■ **REQUIRED ACTION**
In the material beneath, how many lines contain the word "rose"? Give the count alone.
-----
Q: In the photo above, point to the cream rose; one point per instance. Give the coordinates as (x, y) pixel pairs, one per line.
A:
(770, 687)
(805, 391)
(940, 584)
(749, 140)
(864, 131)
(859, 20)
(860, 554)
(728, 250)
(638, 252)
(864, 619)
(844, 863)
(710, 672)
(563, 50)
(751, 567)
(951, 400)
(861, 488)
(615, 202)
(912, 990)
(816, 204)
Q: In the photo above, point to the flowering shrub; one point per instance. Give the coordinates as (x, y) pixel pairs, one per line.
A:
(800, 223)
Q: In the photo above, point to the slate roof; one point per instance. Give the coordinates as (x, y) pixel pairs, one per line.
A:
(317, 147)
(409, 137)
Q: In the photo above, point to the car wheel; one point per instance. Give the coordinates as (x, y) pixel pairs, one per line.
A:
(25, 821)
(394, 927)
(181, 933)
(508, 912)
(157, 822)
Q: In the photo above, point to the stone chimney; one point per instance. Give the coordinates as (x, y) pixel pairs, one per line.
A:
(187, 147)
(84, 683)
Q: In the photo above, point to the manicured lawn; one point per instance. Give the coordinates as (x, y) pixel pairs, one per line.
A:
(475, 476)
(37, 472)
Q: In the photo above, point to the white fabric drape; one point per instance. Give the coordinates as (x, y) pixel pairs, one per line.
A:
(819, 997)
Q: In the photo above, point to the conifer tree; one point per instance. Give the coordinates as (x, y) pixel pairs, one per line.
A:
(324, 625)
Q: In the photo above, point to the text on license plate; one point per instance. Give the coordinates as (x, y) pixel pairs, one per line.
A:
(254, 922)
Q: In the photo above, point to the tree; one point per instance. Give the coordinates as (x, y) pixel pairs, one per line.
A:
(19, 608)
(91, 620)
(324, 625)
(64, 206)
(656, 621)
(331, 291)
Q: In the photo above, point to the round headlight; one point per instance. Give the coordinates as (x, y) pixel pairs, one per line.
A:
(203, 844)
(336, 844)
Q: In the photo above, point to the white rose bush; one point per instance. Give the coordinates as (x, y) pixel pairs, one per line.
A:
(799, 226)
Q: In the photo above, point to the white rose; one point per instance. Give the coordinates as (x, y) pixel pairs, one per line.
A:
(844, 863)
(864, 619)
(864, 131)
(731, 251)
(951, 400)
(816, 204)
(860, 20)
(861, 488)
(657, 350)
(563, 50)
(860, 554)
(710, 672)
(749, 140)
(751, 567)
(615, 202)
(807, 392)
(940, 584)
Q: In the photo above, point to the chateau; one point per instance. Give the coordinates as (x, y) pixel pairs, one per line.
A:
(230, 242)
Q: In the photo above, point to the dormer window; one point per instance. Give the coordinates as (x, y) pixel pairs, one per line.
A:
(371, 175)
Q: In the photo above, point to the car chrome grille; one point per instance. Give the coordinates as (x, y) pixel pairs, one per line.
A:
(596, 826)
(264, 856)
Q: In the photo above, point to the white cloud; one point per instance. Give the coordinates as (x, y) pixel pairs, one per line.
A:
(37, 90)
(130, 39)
-----
■ **ANSWER TO THE PROBLEM**
3